§ EXERCISE DATA:
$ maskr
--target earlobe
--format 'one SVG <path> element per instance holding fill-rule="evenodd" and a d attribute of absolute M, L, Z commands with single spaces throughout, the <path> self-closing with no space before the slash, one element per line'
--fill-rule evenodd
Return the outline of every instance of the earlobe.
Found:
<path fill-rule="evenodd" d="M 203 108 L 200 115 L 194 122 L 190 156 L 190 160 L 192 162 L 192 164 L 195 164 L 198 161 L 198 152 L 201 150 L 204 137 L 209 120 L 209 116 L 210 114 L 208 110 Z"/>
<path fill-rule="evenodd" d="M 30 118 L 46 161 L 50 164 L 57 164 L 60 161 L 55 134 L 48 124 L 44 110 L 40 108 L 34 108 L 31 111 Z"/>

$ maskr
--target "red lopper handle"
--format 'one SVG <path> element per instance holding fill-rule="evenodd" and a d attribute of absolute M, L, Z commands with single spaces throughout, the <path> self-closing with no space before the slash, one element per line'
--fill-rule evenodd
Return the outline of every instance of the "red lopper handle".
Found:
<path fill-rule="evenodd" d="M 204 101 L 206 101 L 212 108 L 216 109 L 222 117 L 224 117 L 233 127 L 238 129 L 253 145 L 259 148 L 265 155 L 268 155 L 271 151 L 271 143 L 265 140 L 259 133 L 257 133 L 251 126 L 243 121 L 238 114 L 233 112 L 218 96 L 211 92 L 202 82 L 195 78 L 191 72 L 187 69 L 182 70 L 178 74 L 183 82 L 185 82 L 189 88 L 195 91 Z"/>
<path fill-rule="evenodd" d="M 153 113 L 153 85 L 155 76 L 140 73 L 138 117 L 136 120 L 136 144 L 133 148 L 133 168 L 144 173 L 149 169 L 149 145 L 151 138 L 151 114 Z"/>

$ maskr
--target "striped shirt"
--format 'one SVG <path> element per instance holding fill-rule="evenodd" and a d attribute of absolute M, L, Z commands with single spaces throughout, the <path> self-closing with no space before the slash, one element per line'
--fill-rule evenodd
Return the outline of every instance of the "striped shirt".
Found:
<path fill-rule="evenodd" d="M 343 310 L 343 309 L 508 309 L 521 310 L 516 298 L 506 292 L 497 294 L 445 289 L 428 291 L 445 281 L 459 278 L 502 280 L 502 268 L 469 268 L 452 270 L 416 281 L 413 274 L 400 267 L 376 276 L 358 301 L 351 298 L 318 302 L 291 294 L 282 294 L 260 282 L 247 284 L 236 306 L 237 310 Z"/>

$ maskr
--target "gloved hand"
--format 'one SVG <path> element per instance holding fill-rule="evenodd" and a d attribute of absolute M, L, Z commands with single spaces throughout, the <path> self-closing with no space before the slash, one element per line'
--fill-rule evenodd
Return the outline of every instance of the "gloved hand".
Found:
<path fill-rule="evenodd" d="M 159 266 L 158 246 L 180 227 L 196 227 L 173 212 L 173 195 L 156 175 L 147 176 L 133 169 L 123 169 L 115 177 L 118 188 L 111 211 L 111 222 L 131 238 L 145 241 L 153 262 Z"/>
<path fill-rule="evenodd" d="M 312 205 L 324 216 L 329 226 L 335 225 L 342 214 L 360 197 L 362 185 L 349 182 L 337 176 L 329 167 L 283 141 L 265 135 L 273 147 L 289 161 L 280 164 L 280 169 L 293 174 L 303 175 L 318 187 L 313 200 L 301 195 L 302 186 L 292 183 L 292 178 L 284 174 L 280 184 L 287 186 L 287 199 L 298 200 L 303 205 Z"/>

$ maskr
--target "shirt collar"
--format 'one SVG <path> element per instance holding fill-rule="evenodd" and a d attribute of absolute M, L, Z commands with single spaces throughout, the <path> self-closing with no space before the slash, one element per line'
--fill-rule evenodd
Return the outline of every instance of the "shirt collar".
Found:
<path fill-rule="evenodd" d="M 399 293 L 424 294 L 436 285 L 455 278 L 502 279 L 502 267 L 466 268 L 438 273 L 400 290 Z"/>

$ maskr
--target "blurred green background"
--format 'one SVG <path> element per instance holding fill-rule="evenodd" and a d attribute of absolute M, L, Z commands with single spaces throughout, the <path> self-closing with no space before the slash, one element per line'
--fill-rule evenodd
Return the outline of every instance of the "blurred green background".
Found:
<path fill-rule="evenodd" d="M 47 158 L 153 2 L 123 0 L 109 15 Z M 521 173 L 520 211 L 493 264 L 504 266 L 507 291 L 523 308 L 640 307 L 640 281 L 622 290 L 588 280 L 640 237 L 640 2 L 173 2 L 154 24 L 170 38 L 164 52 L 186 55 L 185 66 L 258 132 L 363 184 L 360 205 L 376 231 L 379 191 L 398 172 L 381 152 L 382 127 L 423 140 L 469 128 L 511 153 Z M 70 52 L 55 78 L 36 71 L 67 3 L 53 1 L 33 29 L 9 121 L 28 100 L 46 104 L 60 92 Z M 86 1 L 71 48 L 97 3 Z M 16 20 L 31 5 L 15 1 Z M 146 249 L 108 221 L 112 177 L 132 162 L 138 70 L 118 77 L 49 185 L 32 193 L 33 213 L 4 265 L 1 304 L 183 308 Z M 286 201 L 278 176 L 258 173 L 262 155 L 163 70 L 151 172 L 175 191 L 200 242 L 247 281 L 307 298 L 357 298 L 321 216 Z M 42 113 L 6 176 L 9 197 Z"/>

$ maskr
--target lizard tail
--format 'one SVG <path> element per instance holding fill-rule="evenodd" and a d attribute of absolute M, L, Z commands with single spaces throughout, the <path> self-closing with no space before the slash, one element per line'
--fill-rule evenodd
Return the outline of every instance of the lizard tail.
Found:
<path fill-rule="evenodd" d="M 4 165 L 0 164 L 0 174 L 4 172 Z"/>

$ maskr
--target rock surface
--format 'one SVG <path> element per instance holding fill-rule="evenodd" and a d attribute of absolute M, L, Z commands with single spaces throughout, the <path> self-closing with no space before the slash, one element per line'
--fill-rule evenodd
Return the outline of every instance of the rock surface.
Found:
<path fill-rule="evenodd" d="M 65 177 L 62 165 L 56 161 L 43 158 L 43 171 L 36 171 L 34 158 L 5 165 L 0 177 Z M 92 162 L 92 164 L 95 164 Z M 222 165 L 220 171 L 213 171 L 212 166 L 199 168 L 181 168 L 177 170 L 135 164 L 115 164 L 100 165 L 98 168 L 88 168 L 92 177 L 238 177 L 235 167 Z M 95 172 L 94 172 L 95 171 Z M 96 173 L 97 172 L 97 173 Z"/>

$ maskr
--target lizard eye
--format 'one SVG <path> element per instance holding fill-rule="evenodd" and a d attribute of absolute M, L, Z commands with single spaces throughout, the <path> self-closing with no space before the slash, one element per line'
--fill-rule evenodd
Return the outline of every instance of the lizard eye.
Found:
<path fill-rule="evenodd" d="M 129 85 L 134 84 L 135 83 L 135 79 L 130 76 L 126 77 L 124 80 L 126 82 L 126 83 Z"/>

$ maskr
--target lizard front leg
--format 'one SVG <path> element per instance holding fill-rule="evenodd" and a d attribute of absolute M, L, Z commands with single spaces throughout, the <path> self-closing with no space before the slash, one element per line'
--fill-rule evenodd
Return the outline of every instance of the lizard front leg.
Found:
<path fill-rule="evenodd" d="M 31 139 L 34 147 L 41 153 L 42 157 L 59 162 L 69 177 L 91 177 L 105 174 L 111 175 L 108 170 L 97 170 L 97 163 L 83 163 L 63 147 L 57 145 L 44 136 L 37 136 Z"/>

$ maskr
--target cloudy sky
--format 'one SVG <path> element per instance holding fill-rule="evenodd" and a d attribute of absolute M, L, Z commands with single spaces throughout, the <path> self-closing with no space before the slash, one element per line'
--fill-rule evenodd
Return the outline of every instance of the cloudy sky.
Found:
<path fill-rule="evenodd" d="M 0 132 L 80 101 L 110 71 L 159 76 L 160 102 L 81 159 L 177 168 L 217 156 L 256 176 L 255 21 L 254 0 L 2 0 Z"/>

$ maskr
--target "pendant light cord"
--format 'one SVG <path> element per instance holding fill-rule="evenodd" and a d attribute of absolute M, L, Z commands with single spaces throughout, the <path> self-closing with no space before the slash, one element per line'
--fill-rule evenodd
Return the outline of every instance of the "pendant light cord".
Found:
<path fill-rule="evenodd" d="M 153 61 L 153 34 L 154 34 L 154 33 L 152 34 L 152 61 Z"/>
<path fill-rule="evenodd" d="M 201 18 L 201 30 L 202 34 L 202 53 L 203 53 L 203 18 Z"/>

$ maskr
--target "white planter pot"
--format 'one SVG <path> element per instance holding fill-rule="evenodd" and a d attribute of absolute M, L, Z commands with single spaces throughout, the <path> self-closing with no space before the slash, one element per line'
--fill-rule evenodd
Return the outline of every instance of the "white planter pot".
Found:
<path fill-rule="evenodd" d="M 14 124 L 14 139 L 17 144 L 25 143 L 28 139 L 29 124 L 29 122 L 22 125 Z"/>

§ INSTRUCTIONS TO FOLLOW:
Please count the lines in the listing above that contain the string "tail". Reply with the number only.

§ REPLY:
2